Dataset records:
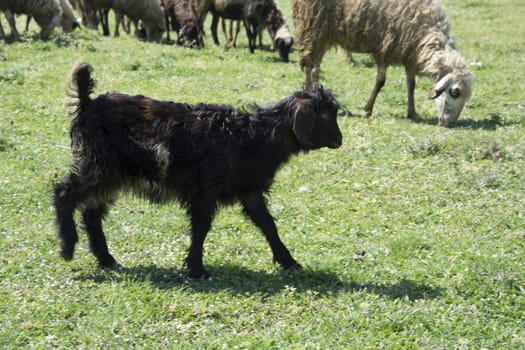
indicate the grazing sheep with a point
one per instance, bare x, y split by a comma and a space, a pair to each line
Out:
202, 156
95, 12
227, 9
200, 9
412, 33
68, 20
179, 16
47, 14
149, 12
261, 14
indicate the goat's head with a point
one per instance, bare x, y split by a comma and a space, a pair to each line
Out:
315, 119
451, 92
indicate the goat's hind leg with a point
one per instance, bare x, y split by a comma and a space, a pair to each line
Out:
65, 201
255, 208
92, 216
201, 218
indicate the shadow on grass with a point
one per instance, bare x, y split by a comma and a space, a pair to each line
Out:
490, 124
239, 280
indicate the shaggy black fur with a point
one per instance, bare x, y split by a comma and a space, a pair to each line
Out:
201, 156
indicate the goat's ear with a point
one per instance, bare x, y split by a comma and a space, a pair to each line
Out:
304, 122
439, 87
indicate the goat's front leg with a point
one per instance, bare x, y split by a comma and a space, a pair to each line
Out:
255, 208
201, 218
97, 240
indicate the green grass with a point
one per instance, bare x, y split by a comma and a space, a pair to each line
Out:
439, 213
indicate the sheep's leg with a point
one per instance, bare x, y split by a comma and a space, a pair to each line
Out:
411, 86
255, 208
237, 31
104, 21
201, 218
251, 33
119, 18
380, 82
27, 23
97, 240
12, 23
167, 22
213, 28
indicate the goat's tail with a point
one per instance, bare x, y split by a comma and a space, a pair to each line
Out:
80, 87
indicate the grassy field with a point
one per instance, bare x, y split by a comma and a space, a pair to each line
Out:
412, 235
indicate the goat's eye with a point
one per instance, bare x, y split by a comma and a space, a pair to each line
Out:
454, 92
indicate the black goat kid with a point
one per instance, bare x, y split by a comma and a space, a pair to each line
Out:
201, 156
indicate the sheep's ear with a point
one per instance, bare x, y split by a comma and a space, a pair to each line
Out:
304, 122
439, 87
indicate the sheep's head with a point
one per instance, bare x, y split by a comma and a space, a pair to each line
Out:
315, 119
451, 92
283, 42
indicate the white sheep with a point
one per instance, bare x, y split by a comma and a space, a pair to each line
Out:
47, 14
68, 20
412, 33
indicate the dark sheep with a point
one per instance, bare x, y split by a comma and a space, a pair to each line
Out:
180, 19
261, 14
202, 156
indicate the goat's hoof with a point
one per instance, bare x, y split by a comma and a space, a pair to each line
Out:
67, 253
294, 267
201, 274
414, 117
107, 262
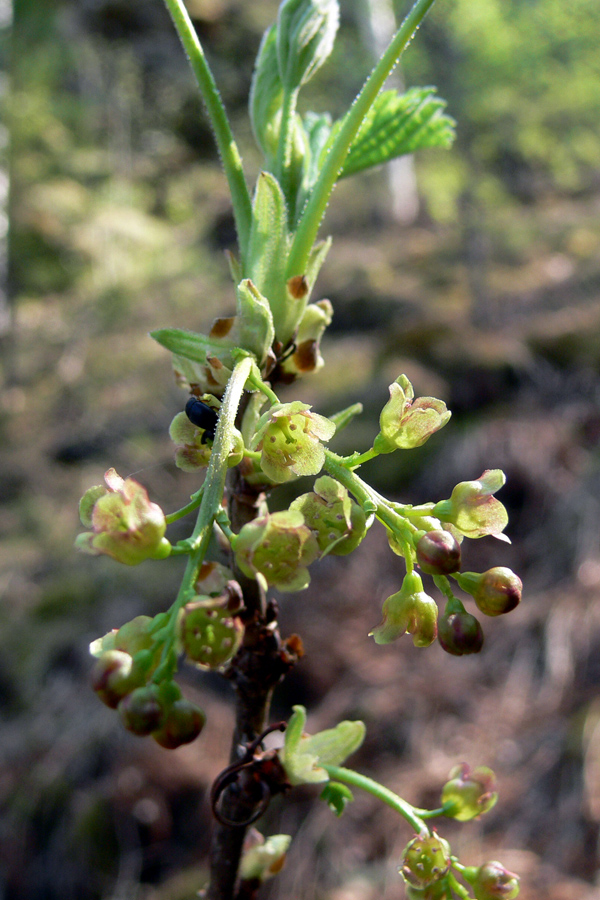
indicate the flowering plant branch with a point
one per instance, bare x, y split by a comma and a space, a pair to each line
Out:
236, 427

==

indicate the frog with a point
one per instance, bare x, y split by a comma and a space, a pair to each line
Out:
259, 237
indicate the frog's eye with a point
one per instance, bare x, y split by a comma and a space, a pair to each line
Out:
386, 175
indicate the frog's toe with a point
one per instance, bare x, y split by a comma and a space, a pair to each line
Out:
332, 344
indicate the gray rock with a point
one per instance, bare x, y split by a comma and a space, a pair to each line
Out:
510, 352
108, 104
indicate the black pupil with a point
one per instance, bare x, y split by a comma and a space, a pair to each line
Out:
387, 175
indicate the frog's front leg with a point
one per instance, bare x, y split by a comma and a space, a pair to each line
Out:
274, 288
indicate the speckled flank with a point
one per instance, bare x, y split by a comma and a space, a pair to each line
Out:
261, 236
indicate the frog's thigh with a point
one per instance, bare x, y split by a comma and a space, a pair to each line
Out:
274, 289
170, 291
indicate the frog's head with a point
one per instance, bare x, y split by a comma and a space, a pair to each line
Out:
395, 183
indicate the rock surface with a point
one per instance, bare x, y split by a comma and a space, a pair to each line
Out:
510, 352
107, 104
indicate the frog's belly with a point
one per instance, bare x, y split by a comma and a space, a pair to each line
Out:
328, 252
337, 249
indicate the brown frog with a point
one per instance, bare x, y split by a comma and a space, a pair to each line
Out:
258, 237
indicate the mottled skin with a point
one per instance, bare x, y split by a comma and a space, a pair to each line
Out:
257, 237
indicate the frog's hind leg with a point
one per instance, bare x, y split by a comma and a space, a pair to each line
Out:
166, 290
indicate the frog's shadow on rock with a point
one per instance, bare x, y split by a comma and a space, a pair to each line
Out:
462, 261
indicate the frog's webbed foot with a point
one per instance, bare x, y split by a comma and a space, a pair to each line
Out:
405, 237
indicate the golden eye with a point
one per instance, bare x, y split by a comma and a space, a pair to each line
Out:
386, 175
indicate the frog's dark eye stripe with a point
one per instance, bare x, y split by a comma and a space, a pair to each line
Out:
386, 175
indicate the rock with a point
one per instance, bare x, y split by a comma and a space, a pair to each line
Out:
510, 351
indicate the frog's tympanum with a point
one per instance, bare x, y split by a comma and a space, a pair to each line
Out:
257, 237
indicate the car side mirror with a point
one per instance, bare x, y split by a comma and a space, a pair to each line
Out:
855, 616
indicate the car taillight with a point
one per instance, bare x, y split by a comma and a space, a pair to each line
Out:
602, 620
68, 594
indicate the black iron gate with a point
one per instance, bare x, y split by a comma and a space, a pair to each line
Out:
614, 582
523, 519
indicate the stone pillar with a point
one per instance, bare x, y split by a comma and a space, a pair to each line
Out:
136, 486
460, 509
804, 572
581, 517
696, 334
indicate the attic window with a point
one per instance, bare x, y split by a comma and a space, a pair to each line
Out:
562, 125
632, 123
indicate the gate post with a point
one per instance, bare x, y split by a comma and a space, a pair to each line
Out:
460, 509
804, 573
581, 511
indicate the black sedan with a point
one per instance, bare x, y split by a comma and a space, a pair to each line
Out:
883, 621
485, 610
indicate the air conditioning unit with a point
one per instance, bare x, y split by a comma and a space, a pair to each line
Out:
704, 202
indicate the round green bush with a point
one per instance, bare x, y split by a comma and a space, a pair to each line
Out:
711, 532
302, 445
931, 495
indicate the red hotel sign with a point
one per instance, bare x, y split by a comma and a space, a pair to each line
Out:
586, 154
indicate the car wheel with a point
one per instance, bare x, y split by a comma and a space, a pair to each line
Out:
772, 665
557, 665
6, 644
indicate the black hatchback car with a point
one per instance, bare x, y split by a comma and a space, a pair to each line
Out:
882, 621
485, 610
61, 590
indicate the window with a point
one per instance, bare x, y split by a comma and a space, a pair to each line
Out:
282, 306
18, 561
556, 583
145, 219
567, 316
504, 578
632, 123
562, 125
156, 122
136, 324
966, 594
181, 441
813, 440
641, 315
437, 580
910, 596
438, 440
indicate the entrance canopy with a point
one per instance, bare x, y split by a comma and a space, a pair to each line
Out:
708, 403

...

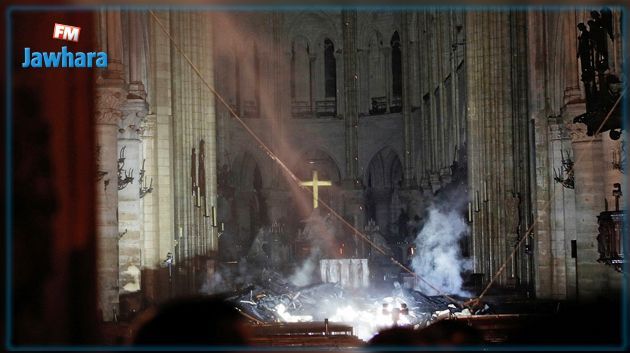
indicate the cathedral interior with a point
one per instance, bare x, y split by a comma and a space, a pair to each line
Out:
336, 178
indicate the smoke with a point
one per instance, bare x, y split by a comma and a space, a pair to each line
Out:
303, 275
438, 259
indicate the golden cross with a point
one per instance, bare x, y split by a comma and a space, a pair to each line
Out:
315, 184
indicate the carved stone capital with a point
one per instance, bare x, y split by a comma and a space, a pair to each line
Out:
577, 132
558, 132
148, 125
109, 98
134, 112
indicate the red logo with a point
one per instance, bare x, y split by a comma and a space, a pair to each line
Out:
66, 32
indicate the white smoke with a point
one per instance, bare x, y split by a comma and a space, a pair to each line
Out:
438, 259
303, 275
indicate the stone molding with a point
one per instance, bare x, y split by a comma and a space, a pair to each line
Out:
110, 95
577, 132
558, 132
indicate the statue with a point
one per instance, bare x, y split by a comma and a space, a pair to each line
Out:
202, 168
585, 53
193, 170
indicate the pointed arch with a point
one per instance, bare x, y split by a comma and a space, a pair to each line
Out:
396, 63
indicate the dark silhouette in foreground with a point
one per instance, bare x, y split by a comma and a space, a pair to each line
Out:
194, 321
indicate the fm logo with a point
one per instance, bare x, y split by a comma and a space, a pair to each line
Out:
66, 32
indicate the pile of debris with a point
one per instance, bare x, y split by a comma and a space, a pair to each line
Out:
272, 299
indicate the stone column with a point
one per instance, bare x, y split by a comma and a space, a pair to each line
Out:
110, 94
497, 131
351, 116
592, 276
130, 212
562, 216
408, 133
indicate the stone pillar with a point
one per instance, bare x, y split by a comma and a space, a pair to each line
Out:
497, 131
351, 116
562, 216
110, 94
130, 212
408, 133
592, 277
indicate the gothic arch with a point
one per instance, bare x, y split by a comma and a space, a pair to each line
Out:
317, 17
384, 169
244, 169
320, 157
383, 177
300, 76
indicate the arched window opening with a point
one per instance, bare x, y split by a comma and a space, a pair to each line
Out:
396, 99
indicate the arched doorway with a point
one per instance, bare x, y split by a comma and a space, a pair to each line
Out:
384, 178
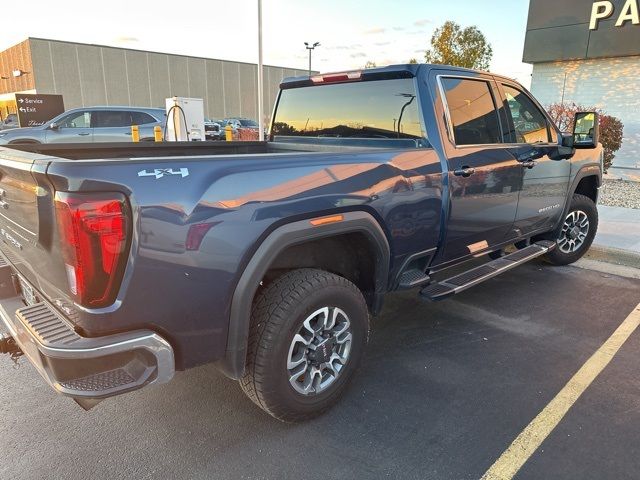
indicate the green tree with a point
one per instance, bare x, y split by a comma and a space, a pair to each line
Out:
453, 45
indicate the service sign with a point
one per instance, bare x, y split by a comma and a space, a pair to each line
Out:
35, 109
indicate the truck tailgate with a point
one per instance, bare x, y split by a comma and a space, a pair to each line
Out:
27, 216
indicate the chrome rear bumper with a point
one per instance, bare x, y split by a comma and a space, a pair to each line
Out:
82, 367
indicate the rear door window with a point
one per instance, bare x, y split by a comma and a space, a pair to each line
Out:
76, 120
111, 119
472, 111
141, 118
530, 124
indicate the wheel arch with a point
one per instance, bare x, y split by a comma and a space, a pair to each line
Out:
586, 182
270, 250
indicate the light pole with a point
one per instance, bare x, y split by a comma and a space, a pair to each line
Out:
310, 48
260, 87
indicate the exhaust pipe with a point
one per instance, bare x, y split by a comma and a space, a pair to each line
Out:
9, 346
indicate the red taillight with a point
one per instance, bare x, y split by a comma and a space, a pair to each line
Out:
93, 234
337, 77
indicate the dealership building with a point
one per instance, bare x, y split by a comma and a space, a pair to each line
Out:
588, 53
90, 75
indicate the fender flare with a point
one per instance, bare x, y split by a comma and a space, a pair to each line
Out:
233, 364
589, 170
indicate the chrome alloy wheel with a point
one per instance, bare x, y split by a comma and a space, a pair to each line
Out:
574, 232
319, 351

● **TASK**
Please count the lines in the items above that contain the string "stone", treating uppercase and lowercase as different, and reply with only the number.

● **EXERCISE RESPONSE**
5